(Data excerpts)

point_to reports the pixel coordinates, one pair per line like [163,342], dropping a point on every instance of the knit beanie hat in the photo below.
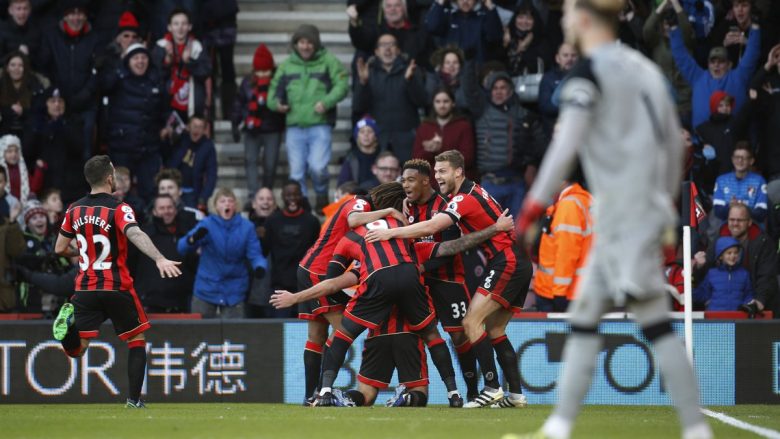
[263,59]
[366,121]
[311,33]
[715,99]
[127,21]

→ Exercise instructions:
Print every line above once more, exactly. Omit the pictures.

→ Answer box:
point_to reports the pixel coordinates, one pair per line like [163,342], dropping a point on every instance of the knit beanie hat in the photo below.
[263,59]
[366,121]
[311,33]
[715,99]
[127,21]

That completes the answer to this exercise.